Passage given:
• • • •

FIRST DIVISION
[G.R. No. 226689. December 7, 2021.]
ROMULO C. TABASA, petitioner,vs. SAINT FRANCIS INSTITUTE OF COMPUTER STUDIES/LUISITO R. AMANTE, respondent.
NOTICE
Sirs/Mesdames :
Please take notice that the Court, First Division, issued a Resolution dated December 7, 2021which reads as follows:
"G.R. No. 226689 (Romulo C. Tabasa v. Saint Francis Institute of Computer Studies/Luisito R. Amante). — This is a Petition for Review on Certiorari1 under Rule 45 of the Revised Rules of Court, assailing the Decision 2 dated February 24, 2016 and Resolution 3 dated August 1, 2016 of the Court of Appeals (CA) in CA-G.R. SP No. 134338, which affirmed the Decision 4 dated July 17, 2013 of the National Labor Relations Commission (NLRC) in NLRC LAC No. 03-000969-13.

• • • •

Records:

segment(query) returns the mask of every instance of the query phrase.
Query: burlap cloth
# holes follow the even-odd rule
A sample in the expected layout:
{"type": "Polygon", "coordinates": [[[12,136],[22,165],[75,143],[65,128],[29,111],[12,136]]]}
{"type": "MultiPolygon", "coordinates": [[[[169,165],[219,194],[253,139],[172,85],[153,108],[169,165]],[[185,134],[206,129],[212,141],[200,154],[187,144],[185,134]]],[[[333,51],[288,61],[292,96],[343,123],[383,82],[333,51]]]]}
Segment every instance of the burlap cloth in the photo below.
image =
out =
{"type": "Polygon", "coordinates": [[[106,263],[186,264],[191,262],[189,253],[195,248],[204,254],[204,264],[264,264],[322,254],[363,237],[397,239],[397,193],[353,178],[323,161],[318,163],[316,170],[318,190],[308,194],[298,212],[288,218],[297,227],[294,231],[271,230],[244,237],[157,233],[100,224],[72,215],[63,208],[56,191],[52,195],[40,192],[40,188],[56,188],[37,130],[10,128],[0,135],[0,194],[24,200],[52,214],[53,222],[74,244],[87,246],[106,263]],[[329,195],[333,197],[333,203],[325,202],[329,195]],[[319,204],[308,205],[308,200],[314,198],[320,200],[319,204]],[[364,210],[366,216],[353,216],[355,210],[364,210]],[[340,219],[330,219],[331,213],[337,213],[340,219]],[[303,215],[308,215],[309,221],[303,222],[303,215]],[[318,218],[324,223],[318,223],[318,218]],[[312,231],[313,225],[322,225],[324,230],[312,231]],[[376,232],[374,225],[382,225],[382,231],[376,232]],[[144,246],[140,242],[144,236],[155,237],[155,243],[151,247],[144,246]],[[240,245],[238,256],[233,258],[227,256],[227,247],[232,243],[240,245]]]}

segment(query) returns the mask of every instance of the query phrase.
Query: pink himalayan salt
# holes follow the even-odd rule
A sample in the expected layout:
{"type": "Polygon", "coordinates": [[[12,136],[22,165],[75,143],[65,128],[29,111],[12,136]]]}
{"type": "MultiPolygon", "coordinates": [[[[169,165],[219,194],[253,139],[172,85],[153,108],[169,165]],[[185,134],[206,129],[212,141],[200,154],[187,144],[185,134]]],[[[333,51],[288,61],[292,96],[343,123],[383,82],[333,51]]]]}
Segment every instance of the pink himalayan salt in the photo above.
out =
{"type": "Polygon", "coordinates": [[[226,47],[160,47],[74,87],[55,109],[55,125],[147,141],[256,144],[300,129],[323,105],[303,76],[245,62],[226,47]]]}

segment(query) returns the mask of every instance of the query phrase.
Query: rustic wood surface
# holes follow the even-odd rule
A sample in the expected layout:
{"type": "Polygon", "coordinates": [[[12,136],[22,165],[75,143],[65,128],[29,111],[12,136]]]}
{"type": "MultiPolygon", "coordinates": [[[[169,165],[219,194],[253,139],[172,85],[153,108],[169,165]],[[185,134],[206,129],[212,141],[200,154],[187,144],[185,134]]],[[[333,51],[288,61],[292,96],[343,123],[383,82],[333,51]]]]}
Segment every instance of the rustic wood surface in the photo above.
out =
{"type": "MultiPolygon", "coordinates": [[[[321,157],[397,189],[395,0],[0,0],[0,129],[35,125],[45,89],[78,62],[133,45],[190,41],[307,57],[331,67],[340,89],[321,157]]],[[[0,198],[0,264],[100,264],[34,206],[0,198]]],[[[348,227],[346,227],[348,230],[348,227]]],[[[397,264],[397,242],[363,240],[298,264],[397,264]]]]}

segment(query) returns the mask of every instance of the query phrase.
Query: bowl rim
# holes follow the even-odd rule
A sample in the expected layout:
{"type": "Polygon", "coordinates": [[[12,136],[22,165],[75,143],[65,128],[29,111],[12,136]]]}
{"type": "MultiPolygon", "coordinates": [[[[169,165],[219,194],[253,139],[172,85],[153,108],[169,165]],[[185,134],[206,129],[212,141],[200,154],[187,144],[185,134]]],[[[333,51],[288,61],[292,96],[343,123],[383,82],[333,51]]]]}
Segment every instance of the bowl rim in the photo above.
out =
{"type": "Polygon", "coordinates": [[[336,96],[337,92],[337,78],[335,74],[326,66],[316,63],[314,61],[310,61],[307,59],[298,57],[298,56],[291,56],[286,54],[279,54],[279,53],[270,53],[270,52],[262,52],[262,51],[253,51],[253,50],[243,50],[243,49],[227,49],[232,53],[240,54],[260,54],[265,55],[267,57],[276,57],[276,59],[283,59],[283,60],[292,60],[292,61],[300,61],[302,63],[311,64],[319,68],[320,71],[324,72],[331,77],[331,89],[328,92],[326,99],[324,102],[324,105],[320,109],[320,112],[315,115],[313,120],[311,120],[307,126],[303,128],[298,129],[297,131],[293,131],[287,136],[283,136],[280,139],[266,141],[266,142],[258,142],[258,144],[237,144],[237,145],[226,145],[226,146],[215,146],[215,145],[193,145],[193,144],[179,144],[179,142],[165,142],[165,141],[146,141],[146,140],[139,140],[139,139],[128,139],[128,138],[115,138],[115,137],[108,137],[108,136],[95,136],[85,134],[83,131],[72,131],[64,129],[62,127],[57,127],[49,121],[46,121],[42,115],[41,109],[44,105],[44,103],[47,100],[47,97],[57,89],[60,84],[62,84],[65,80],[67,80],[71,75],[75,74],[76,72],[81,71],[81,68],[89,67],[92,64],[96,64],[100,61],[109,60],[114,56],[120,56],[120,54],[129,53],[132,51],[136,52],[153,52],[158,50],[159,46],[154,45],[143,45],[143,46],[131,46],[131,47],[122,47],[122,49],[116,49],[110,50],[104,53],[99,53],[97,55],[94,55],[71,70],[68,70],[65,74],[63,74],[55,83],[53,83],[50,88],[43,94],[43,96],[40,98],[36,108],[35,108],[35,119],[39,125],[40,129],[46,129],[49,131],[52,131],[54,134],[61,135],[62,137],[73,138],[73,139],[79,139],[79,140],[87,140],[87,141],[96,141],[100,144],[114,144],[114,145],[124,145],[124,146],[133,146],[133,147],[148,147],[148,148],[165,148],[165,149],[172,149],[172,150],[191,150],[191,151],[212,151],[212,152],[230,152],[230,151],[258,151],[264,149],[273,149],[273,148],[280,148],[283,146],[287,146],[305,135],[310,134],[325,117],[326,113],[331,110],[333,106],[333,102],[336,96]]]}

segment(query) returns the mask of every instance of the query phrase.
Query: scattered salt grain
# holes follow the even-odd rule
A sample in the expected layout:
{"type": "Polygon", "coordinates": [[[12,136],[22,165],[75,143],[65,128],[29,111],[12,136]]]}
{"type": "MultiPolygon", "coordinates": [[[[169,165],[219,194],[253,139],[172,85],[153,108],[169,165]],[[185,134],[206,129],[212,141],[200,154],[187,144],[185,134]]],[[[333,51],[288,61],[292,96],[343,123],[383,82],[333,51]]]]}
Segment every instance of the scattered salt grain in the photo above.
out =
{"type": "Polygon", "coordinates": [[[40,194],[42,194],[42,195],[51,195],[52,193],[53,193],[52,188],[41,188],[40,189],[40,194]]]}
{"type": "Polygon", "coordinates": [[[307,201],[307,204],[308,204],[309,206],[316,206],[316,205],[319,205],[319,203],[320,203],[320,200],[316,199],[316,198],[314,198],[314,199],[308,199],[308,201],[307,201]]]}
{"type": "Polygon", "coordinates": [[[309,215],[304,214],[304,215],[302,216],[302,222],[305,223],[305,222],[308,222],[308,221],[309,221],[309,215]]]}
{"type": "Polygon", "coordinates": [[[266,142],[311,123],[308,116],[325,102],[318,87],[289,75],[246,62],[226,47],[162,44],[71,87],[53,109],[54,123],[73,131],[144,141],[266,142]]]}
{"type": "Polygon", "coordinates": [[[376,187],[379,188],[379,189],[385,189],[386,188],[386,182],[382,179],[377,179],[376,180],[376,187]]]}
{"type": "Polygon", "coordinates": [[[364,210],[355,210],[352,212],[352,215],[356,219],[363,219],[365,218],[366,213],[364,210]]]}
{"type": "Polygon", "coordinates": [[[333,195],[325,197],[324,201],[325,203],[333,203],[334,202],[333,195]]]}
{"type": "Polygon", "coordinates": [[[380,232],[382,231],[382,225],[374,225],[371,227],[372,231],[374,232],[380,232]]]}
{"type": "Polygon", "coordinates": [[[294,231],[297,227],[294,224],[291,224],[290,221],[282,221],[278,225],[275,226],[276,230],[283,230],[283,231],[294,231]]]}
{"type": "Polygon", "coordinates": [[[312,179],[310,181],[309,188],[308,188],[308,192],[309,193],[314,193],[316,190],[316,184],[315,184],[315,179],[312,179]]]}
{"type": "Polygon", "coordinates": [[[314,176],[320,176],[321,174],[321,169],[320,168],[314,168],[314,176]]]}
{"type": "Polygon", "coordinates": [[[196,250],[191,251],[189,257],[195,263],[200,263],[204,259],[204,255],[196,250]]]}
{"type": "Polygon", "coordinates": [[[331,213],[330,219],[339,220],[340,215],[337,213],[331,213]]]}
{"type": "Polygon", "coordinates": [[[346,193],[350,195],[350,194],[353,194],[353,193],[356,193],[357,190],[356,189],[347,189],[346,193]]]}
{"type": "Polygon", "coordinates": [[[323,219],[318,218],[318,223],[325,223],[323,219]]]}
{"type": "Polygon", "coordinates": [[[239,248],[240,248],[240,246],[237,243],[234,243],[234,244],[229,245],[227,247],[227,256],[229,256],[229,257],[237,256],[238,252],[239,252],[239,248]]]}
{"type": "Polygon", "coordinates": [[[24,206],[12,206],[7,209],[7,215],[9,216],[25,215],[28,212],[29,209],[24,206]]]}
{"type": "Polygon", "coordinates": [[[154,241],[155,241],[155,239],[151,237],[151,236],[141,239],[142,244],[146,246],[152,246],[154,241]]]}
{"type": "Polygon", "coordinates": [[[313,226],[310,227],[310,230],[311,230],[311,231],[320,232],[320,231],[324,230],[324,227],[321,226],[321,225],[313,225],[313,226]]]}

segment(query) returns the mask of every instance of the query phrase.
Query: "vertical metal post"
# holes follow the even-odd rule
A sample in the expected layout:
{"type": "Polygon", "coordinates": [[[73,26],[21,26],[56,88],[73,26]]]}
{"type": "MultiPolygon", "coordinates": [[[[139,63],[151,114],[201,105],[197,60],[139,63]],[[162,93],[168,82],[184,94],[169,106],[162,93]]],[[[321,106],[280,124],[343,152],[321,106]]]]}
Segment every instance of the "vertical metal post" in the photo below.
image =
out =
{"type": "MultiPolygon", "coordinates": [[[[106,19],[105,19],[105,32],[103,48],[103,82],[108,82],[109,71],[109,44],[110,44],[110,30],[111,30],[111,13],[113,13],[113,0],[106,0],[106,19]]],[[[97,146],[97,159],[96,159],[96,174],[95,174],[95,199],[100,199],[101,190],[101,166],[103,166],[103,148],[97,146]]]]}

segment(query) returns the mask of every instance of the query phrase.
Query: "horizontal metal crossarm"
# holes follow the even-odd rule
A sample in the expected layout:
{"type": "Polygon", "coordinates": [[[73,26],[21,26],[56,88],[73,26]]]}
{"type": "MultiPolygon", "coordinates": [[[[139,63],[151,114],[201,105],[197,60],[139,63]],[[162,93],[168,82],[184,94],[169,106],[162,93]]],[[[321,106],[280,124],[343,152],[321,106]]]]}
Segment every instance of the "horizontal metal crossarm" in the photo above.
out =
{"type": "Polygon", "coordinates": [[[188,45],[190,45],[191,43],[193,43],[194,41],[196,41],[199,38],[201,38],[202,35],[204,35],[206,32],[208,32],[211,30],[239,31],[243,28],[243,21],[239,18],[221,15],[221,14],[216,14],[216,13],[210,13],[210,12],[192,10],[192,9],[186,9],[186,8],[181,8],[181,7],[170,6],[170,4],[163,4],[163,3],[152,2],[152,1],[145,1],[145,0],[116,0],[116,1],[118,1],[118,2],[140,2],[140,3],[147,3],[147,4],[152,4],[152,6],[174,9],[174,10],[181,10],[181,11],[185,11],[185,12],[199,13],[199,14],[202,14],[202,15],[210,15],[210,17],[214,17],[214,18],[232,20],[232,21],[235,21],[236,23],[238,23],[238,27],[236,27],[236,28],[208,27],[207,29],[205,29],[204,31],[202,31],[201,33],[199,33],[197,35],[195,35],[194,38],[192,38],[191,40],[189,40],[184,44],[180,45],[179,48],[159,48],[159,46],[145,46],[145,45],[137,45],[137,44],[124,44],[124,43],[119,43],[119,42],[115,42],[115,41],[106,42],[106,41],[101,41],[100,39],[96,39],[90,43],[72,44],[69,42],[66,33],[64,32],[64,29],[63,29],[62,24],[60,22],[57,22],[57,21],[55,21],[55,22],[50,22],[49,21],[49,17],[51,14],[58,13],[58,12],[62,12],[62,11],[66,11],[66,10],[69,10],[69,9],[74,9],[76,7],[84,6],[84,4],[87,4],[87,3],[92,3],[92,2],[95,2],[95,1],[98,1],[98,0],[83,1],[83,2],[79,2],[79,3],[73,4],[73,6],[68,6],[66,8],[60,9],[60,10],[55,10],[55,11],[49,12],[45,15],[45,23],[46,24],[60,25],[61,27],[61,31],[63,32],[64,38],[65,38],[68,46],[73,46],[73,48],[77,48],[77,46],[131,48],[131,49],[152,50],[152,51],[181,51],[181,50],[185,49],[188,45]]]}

• • • •

Problem to work on:
Pick up the court resolution in the Tabasa v. Saint Francis Institute of Computer Studies case right after its last sentence and continue it.

Result of this exercise:
FACTS
On November 18, 2000, Romulo C. Tabasa (Romulo) started working as a maintenance crew for Saint Francis Institute of Computer Studies (the Institute) with a daily wage of P100.00. In 2007, his salary was increased to P215.00 per day. Romulo's employment continued until he left for Tarlac to visit his family on December 16, 2011, without permission from his employer. When he came back after two (2) days, he was allegedly instructed not to report for work and to rest for six (6) months. 5 Thus, on February 17, 2012, Romulo filed a complaint for illegal dismissal, underpayment of salaries/wages, non-payment of overtime pay, holiday pay, premium for holiday pay and rest day, service incentive leave pay and 13th month pay, and for illegal deductions with prayer for damages and attorney's fees against the Institute and its president, Luisito R. Amante (Luisito). 6
For their part, Luisito and the Institute maintained that Romulo was not dismissed from employment. Romulo was merely confronted about his absence without leave, but he got slighted and abandoned his work. 7
In a Decision 8 dated December 18, 2012, the Labor Arbiter (LA) ruled that Romulo was illegally dismissed. The LA held that the allegation of abandonment was untenable considering that Romulo filed a complaint to assert his tenurial security immediately after dismissal, thus:
WHEREFORE, premises considered, [Romulo] is hereby adjudged to have been illegally dismissed by [Luisito and the Institute,] who are hereby held liable for his backwages and separation pay, in lieu of reinstatement. He is likewise held entitled to the money claims, computed hereunder, and 10% of total amount of attorney's fees.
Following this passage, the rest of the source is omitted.